[Data items]
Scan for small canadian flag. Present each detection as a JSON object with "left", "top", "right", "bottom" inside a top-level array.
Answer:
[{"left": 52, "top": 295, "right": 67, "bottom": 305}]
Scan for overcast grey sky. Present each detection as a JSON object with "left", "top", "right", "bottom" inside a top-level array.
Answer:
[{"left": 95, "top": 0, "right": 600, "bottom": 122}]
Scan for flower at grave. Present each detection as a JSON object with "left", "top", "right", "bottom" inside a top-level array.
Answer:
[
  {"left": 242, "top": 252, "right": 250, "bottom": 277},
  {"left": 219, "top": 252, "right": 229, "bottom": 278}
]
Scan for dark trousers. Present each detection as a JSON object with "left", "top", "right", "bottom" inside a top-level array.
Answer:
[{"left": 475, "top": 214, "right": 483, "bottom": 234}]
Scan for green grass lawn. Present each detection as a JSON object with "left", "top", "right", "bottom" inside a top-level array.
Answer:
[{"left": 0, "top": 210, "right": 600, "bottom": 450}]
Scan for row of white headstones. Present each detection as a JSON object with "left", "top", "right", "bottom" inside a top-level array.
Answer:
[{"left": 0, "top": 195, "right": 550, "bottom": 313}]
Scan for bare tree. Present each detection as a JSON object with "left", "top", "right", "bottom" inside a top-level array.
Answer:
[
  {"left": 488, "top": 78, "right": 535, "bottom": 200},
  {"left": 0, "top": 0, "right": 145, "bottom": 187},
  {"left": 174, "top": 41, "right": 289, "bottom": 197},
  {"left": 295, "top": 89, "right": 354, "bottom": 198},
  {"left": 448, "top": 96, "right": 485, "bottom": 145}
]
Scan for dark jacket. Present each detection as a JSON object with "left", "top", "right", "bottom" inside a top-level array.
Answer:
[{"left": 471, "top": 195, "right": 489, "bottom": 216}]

THE REQUEST:
Reproduce the lines from the one that contains "Scan for bare" through the end of the rows above, keeping the requests as they are. Offset every box coordinate in the answers by adding 100 to it.

RESULT OF THE TASK:
Scan for bare tree. Present each detection as a JSON object with "left", "top", "right", "bottom" inside a top-level array.
Answer:
[
  {"left": 588, "top": 178, "right": 635, "bottom": 300},
  {"left": 100, "top": 100, "right": 245, "bottom": 287},
  {"left": 274, "top": 141, "right": 389, "bottom": 297},
  {"left": 395, "top": 189, "right": 454, "bottom": 298},
  {"left": 548, "top": 196, "right": 585, "bottom": 245}
]
Scan for dark jacket. Present each detection as a JSON object with "left", "top", "right", "bottom" inside a top-level array.
Answer:
[{"left": 571, "top": 295, "right": 589, "bottom": 316}]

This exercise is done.